[Task objective]: Repeat the whole listing, keeping every word and every line intact.

___ Source material ___

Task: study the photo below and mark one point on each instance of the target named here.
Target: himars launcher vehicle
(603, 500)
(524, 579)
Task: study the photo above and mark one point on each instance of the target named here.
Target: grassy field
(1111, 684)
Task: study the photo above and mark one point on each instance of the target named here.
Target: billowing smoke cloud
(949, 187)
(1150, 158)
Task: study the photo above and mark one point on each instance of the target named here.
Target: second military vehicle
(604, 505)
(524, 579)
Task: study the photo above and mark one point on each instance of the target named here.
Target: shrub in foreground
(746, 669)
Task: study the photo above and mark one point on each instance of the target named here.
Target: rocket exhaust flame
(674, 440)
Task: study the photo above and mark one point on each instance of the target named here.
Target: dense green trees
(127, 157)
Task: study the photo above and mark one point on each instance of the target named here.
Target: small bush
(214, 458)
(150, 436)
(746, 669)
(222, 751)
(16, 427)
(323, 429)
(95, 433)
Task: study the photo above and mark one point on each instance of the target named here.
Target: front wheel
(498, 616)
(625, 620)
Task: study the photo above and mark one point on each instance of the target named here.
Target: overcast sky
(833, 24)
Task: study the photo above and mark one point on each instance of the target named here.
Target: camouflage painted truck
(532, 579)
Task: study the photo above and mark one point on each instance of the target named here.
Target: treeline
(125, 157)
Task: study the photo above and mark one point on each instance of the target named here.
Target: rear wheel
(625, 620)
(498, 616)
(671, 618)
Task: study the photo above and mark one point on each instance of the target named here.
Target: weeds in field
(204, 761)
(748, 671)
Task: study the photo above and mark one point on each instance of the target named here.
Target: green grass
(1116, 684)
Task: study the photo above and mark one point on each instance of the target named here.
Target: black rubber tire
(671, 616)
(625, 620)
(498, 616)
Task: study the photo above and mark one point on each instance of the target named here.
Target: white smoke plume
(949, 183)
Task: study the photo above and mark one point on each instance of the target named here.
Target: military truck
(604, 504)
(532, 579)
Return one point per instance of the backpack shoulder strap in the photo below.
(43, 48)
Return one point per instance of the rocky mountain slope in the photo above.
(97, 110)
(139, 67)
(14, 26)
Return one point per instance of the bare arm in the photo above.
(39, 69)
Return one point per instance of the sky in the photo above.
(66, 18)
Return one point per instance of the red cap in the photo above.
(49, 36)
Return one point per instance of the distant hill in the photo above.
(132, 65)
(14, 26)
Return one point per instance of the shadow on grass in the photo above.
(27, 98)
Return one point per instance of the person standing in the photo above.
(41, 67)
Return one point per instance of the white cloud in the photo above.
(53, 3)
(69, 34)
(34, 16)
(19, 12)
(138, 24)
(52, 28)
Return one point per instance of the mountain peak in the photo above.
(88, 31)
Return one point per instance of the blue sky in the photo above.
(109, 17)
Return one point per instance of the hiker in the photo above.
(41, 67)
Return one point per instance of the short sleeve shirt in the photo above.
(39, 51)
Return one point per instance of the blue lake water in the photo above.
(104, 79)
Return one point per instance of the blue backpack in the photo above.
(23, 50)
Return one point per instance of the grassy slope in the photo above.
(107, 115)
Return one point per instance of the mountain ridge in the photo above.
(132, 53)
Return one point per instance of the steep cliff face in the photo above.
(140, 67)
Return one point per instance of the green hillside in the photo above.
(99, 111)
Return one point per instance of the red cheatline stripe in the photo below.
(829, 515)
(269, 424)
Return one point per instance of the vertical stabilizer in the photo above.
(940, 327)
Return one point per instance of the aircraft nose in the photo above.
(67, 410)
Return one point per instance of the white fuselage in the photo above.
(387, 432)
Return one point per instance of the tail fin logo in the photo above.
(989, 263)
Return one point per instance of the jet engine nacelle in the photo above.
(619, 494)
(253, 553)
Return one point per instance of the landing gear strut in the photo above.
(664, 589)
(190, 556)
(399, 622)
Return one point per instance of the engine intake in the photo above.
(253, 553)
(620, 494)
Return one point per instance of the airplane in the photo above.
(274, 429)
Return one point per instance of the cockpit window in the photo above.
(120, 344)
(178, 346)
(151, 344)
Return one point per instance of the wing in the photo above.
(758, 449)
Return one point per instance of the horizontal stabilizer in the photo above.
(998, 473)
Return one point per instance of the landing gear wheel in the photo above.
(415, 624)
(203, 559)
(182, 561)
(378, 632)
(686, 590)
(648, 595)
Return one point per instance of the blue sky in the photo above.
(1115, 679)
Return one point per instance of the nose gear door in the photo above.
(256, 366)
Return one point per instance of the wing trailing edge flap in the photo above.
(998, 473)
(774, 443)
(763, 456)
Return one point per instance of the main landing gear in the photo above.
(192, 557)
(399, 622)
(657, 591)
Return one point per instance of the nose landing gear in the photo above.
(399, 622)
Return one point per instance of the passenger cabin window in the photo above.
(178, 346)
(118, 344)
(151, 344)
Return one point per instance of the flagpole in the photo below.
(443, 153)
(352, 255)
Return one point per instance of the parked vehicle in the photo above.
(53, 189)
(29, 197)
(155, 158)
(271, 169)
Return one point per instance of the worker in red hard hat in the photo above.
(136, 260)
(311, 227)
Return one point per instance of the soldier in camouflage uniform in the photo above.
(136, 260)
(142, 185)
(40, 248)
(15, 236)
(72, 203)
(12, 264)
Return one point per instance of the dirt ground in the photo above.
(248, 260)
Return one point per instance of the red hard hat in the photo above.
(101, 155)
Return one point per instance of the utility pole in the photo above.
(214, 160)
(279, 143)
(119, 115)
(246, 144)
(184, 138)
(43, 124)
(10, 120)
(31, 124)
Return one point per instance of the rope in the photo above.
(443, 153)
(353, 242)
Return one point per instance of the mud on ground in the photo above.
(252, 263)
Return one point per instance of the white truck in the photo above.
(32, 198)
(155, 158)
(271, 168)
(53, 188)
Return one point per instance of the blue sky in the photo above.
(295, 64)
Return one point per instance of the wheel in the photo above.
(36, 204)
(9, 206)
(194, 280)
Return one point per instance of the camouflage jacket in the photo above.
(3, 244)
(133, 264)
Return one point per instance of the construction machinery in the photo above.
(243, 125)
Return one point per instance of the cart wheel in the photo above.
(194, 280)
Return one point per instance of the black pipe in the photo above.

___

[Solution to the problem]:
Task: study the photo below and mark one point on each instance of the target named here.
Target: himars launcher vehicle
(603, 500)
(524, 579)
Task: study the photo above and mark one point on each instance of the target named here.
Target: grassy field
(1111, 684)
Task: study the photo above and mark one point on each instance of the target named here.
Target: billowing smoke cloud
(949, 187)
(1150, 158)
Task: study the photo above and mark one point on each instance of the target named here.
Target: second military vehicle
(604, 505)
(524, 579)
Task: study the photo above and mark one point on each instance of the target named here.
Target: shrub in foreground
(746, 669)
Task: study the photo above and mark one point on each instance of the target named here.
Target: rocket exhaust flame
(674, 440)
Task: study the photo above and mark one point on each instance of the target named here.
Target: dense green trees
(127, 157)
Task: study the photo above and mark one point on each instance of the target named here.
Target: small bush
(214, 458)
(150, 436)
(746, 669)
(222, 751)
(16, 427)
(323, 429)
(95, 433)
Task: study the photo above and mark one point on each instance of the target named here.
Target: front wheel
(498, 616)
(625, 620)
Task: study the photo above and mark one point on each instance of the target named here.
Target: overcast sky
(833, 24)
Task: study the photo above and mark one point on each instance of the target named here.
Target: camouflage painted truck
(532, 579)
Task: study the photo above and mark one point on each instance of the target named here.
Target: treeline
(125, 157)
Task: study the photo above and mark one point on each instance of the target named here.
Target: rear wheel
(625, 620)
(498, 616)
(671, 618)
Task: study the photo above and mark one point on each instance of the target named here.
Target: weeds in field
(204, 761)
(748, 671)
Task: study the photo above and mark one point on each instance of the target named here.
Target: green grass
(1116, 684)
Task: study the photo above and mark one point on each instance of the target named here.
Target: black rubber tire
(671, 616)
(625, 620)
(498, 616)
Task: study the photo above and mark one point on each instance of the target named here.
Target: white smoke plume
(949, 183)
Task: study the photo above and mark one point on each instance of the target named here.
Target: military truck
(604, 504)
(532, 579)
Return one point per instance of the backpack shoulder strap in the photo below.
(43, 48)
Return one point per instance of the rocky mountain slope in the photo above.
(97, 110)
(139, 67)
(14, 26)
Return one point per instance of the bare arm in the photo above.
(39, 69)
Return one point per instance of the sky in the photo above.
(66, 18)
Return one point per instance of the red cap in the photo above.
(49, 36)
Return one point per instance of the distant hill in the photo above.
(132, 65)
(14, 26)
Return one point per instance of the shadow on grass in the photo above.
(27, 98)
Return one point per instance of the person standing in the photo above.
(41, 67)
Return one point per instance of the white cloud in the photo above.
(53, 3)
(69, 34)
(34, 16)
(19, 12)
(138, 24)
(52, 28)
Return one point per instance of the mountain peak in the photo above.
(88, 31)
Return one point per instance of the blue sky in the photo above.
(109, 17)
Return one point per instance of the hiker in the photo above.
(41, 67)
Return one point per instance of the short sleeve shirt in the photo above.
(39, 51)
Return one point per instance of the blue lake water in the photo above.
(104, 79)
Return one point per instance of the blue backpack in the photo above.
(23, 50)
Return one point per instance of the grassy slope in the photo above.
(107, 115)
Return one point per instance of the mountain ridge in the photo above.
(132, 53)
Return one point per instance of the steep cliff face in the photo above.
(140, 67)
Return one point per instance of the green hillside in the photo above.
(99, 111)
Return one point per instance of the red cheatline stripe in the photo below.
(829, 515)
(269, 424)
Return one point per instance of the vertical stabilizer in the photo above.
(940, 327)
Return one point per instance of the aircraft nose in the photo above.
(67, 410)
Return one point per instance of the white fuselage in the photo above.
(387, 432)
Return one point per instance of the tail fin logo in the photo above.
(989, 263)
Return one point per instance of the jet engine nacelle in the photo above.
(619, 494)
(253, 553)
Return one point per instance of the landing gear strut in the photo above.
(664, 589)
(190, 556)
(399, 622)
Return one point per instance of the engine intake in the photo above.
(253, 553)
(620, 494)
Return one point per instance of the airplane in the photo above.
(274, 429)
Return one point per instance of the cockpit window in the photo above.
(120, 344)
(178, 346)
(151, 344)
Return one point per instance of the wing in the photo above.
(758, 449)
Return one point per instance of the horizontal stabilizer in the photo above.
(998, 473)
Return one point per instance of the landing gear wheel in the photo above.
(415, 624)
(203, 559)
(182, 561)
(378, 632)
(686, 590)
(648, 595)
Return one point per instance of the blue sky in the photo above.
(1115, 679)
Return one point per instance of the nose gear door in the photo above.
(256, 366)
Return one point per instance of the wing trailing edge flap in the photo above.
(998, 473)
(774, 443)
(763, 456)
Return one point per instance of the main landing gear in the photo above.
(192, 557)
(399, 622)
(657, 591)
Return one point per instance of the nose landing gear in the photo above.
(399, 622)
Return one point per instance of the passenger cabin window in the photo above.
(178, 346)
(118, 344)
(151, 344)
Return one point per instance of the flagpole in the photo below.
(443, 153)
(352, 255)
Return one point per instance of the parked vehicle in the photo above.
(53, 189)
(29, 197)
(155, 158)
(271, 169)
Return one point per instance of the worker in red hard hat in the photo above.
(136, 260)
(311, 227)
Return one point per instance of the soldier in camouflage uniform in the photo above.
(136, 260)
(142, 185)
(40, 248)
(15, 236)
(72, 203)
(12, 264)
Return one point per instance of the dirt ground in the photo above.
(248, 260)
Return one point per instance of the red hard hat in the photo above.
(101, 155)
Return one point per instance of the utility pole in the photo above.
(214, 160)
(279, 143)
(119, 115)
(246, 144)
(184, 138)
(43, 124)
(10, 120)
(31, 124)
Return one point per instance of the rope in the photo above.
(443, 153)
(353, 242)
Return one point per instance of the mud on ground in the photo above.
(252, 263)
Return one point per instance of the white truck in the photo above.
(32, 198)
(155, 158)
(271, 168)
(53, 188)
Return one point per instance of the blue sky in the photo above.
(295, 64)
Return one point per instance of the wheel in the photo above.
(36, 204)
(9, 206)
(194, 280)
Return one point per instance of the camouflage jacket in the photo above.
(3, 244)
(133, 264)
Return one point per instance of the construction machinery in the photo above.
(243, 125)
Return one point per instance of the cart wheel in the photo above.
(194, 280)
Return one point per instance of the black pipe in the photo above.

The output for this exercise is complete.